§ Task directions: Please return, with no alterations, the lines below from the very first through the one that contains "Indicate a point per instance of the boy's hand".

§ Data to use:
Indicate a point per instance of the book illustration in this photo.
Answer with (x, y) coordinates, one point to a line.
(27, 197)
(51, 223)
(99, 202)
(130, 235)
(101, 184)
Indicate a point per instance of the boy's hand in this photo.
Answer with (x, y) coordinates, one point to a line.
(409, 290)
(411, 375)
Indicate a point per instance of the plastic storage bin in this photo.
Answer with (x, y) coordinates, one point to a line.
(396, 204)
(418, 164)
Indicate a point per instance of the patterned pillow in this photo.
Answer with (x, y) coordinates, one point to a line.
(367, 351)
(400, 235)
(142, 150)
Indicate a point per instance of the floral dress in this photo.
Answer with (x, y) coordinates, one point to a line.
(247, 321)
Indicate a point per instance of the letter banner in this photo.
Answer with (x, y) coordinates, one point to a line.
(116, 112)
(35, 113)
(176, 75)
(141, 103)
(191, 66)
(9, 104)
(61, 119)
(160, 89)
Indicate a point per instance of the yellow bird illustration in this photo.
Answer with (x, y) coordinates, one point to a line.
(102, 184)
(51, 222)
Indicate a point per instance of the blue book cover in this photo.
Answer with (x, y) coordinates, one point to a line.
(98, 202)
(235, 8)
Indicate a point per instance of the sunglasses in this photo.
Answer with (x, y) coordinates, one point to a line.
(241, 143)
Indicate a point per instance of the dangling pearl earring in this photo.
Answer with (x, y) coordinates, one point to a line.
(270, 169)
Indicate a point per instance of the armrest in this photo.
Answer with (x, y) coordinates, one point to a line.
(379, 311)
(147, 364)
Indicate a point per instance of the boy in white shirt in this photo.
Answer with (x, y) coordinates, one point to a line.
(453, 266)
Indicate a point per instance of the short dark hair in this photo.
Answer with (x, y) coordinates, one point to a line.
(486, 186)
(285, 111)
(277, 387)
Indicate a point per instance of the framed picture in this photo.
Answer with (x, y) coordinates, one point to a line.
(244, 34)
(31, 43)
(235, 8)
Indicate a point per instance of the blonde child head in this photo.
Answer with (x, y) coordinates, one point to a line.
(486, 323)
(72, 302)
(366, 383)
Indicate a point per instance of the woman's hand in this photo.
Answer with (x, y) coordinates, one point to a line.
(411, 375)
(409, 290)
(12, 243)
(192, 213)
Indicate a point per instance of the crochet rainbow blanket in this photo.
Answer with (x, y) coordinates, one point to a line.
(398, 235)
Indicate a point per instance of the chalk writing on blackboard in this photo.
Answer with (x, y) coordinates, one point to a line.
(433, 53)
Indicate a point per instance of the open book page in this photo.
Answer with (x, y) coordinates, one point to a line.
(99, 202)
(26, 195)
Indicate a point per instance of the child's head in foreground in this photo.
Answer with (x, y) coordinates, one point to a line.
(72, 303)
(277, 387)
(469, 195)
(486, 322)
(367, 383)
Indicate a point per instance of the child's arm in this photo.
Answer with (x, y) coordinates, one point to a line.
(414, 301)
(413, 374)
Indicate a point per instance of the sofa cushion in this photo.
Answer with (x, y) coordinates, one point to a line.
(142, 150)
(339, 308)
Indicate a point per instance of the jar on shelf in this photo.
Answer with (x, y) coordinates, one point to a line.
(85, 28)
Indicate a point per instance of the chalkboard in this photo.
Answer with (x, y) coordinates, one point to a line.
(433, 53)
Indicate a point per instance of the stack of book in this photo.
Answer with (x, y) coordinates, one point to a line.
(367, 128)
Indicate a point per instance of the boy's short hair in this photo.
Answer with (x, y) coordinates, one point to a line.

§ Answer for this exercise:
Indicate a point per instance of the book illustration in this photo.
Answer with (x, y) coordinates, one point to a line.
(27, 197)
(51, 223)
(99, 202)
(130, 235)
(101, 184)
Indicate a point per instance of the boy's hand in this photo.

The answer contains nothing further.